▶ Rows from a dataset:
++++++++++

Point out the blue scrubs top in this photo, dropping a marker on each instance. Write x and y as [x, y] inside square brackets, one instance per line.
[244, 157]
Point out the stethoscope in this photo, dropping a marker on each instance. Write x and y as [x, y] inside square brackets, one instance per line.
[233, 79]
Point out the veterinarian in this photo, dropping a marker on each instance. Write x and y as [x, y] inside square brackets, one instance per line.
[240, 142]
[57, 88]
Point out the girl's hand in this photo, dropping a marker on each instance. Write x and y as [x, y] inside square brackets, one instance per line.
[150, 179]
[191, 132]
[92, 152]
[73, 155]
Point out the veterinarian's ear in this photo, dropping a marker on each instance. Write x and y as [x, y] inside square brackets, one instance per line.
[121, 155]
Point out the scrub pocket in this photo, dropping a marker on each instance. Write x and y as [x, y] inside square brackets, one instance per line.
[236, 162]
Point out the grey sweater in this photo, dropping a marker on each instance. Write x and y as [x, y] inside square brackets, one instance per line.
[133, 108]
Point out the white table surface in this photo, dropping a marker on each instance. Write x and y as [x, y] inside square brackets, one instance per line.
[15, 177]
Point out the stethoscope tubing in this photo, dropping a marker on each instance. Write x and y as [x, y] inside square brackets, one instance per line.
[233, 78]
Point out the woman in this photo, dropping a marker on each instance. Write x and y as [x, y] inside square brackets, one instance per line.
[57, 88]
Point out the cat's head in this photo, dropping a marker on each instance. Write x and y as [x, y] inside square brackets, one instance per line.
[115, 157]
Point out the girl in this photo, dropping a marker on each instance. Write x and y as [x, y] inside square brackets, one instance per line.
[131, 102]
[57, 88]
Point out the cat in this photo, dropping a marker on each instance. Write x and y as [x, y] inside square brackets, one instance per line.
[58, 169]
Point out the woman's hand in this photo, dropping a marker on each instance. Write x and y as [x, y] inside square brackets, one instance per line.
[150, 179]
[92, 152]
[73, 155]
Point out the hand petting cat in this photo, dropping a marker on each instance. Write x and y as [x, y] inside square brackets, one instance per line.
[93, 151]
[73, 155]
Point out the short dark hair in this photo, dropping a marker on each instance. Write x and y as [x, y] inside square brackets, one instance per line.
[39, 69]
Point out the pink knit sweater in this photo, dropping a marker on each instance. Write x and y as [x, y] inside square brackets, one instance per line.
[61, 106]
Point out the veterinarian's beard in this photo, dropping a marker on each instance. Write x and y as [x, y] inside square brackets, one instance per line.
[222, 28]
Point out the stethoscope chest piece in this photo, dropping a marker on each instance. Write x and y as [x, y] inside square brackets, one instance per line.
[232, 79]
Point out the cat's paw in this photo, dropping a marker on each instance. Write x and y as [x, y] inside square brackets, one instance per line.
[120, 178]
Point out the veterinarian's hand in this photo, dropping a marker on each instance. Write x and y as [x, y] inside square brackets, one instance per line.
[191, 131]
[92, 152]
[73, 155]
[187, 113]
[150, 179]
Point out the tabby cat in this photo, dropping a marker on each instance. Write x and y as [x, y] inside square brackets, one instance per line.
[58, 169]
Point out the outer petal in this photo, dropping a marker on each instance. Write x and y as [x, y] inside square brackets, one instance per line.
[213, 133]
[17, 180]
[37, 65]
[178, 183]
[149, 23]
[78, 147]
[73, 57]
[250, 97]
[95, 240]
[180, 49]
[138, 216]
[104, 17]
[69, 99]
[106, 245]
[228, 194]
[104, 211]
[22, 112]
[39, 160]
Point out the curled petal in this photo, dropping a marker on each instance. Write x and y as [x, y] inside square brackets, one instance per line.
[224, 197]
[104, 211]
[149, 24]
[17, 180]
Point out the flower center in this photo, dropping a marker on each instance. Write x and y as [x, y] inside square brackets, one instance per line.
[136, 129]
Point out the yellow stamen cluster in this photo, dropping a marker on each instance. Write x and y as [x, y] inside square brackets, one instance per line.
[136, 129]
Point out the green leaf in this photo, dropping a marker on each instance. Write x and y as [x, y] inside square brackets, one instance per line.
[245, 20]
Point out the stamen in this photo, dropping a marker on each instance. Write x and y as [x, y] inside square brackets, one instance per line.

++++++++++

▶ Written task: Give back the data above exactly as it appears.

▶ Result for this task:
Point out the blue scrubs top in this photo, dropping a marker on each instance. Write x and y as [x, y] inside square brackets, one instance per line.
[244, 157]
Point out the stethoscope in this photo, dropping a marker on each instance. Write x and y as [x, y] inside square brackets, one instance per line.
[233, 79]
Point out the veterinarian in this photo, dropping a marker on each instance. Write x and y as [x, y] inside square brackets, one instance per line.
[240, 142]
[57, 88]
Point out the girl's hand in this photo, dropping a marker on each instance. Write x and y as [x, y] inside square brackets, one instance per line.
[150, 179]
[191, 132]
[92, 152]
[73, 155]
Point out the veterinarian's ear in this photo, dropping a marker on each instance. Write x and y as [x, y] inside square brackets, one instance per line.
[121, 155]
Point out the scrub pocket in this photo, dropping a marker on each instance. Write x and y as [x, y] inside square brackets, one instance per line.
[236, 162]
Point out the grey sweater in this photo, dropping a marker on each instance. Write x and y as [x, y] inside square brackets, one instance per line.
[133, 108]
Point out the white table surface in this photo, dropping a marker on each instance. Write x and y as [x, y] inside square brackets, one instance per line.
[15, 177]
Point out the stethoscope tubing in this photo, dropping a marker on each instance. Write x and y as [x, y] inside square brackets, one instance per line.
[233, 78]
Point out the woman in this photo, dropping a marker on each instance. Write x and y as [x, y] inside square brackets, one instance per line.
[57, 88]
Point out the cat's head in this photo, dropping a marker on each instance. Write x and y as [x, y] inside square brackets, one instance per line.
[115, 157]
Point out the girl in this photo, dropping a marker on each instance. Write x and y as [x, y] inside square brackets, one instance per line.
[131, 102]
[57, 88]
Point out the cat in this photo, dropping a marker on each instance. Write x and y as [x, y] inside square brackets, one instance per line.
[58, 169]
Point out the woman's hand in this photo, dropping a marker on each instance. Write x and y as [x, y] inside square brackets, one instance per line.
[150, 179]
[92, 152]
[73, 155]
Point out the hand petting cat in this photo, dropping a marker on each instance. Write x and y as [x, y] inside square brackets, one instance per line.
[93, 151]
[73, 155]
Point out the short dark hair in this photo, dropping a marker on each instance. Write x and y as [x, y] inside square brackets, one instance per line.
[39, 69]
Point out the pink knit sweater in this photo, dropping a marker on each instance. Write x and y as [x, y] inside square brackets, one instance per line.
[61, 106]
Point out the veterinarian's beard in this photo, dropping a marker on each instance. Write x and y as [x, y] inside square brackets, one instance per line.
[222, 28]
Point out the stethoscope chest piece in this photo, dropping a marker on each instance. Write x and y as [x, y] inside square brackets, one instance per line.
[232, 79]
Point out the cat's paw in this photo, dropping a marker on each instance. Write x and y as [x, y] inside square brackets, one instance per line.
[120, 178]
Point out the veterinarian's hand in this photo, dropping a marker on each instance. Write x and y as [x, y] inside square brackets, one instance per line.
[191, 131]
[92, 152]
[73, 155]
[187, 113]
[150, 179]
Point out the tabby cat in this photo, dropping a marker on each instance. Write x and y as [x, y] inside square brackets, one instance per line.
[58, 169]
Point out the outer petal in this photo, dropping a marker on each instance. Write x and y as [x, y] inside square brackets, one instance per line.
[213, 133]
[17, 180]
[37, 65]
[178, 183]
[149, 23]
[78, 147]
[73, 57]
[250, 97]
[95, 240]
[180, 49]
[138, 216]
[104, 17]
[69, 99]
[106, 245]
[228, 194]
[104, 211]
[22, 112]
[39, 160]
Point out the curled petal in this photo, dropping a marker on each instance. Write x and y as [x, y] inside square brackets, one instance per line.
[224, 197]
[104, 211]
[149, 24]
[17, 180]
Point out the flower center in this photo, dropping a marker on each instance. Write x and y as [x, y] inside square brackets, one instance per line.
[136, 129]
Point out the yellow stamen cluster in this photo, dropping a marker on each instance. Write x and y as [x, y] inside square brackets, one instance per line.
[136, 129]
Point out the green leaf in this photo, dropping a marker on each instance. Write x and y as [x, y] inside square brackets, one instance per line.
[245, 20]
Point out the stamen in this photo, dropping a marker on each instance. Write x and y as [x, y] inside square brackets, one instance per line.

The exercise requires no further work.